• _Trecho citado_:
Na senda de intervenções de outros responsáveis políticos, o ministro da Defesa
Nacional veio prestar declarações que espantam por denotarem enorme falta de
consideração para com os portugueses, em geral, ou alguns em particular.
Com efeito, depois das lamentações do Presidente da República, no que concerne
às suas “diminutas” reformas, ele que optara pelas mesmas em detrimento do
vencimento de PR, o que nada dignifica a função; depois dos conselhos do
primeiro ministro, aos jovens desempregados para emigrarem e irem à procura de
emprego noutro país; depois das diversas declarações do ministro da Economia,
onde ressaltou a dos pastéis de nata; vem o ministro da Defesa Nacional sugerir
aos militares que não sintam vocação para isso, a procura de outra carreira.

Entradas de um conjunto de dados
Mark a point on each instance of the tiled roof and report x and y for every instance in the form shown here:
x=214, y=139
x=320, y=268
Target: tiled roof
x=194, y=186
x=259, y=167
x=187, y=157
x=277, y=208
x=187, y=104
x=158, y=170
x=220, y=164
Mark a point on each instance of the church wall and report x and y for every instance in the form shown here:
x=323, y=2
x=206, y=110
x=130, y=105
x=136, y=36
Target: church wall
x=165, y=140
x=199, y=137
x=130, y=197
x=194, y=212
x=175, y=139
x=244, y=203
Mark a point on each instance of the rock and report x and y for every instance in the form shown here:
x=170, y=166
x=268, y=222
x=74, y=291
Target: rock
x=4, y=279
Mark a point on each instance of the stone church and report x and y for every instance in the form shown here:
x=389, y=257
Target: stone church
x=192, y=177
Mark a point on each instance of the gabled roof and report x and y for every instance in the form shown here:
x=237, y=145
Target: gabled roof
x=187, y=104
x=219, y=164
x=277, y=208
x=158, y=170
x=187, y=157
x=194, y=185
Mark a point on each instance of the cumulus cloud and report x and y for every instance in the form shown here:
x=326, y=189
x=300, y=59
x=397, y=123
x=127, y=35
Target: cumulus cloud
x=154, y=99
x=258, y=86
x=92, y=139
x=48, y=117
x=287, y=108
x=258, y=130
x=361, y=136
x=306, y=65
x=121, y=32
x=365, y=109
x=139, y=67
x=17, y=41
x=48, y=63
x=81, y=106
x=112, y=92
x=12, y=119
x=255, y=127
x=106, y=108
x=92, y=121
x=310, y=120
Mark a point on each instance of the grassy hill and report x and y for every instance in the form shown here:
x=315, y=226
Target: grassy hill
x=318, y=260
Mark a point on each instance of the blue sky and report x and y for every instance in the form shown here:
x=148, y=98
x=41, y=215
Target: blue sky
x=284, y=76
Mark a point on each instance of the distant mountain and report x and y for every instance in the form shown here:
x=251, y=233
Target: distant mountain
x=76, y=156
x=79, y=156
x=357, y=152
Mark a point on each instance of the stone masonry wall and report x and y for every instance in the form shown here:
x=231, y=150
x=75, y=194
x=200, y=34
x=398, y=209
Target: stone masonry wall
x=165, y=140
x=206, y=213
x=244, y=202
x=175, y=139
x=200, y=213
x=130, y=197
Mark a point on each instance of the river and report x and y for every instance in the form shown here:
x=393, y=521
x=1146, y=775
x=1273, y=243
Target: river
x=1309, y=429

• _Detalhes da tarefa_:
Pode voltar a escrever, na íntegra e sem qualquer alteração, o trecho sobre as declarações do ministro da Defesa Nacional? A listagem provém de uma fonte diferente.

• _Tarefa concluída_:
Na senda de intervenções de outros responsáveis políticos, o ministro da Defesa
Nacional veio prestar declarações que espantam por denotarem enorme falta de
consideração para com os portugueses, em geral, ou alguns em particular.
Com efeito, depois das lamentações do Presidente da República, no que concerne
às suas “diminutas” reformas, ele que optara pelas mesmas em detrimento do
vencimento de PR, o que nada dignifica a função; depois dos conselhos do
primeiro ministro, aos jovens desempregados para emigrarem e irem à procura de
emprego noutro país; depois das diversas declarações do ministro da Economia,
onde ressaltou a dos pastéis de nata; vem o ministro da Defesa Nacional sugerir
aos militares que não sintam vocação para isso, a procura de outra carreira.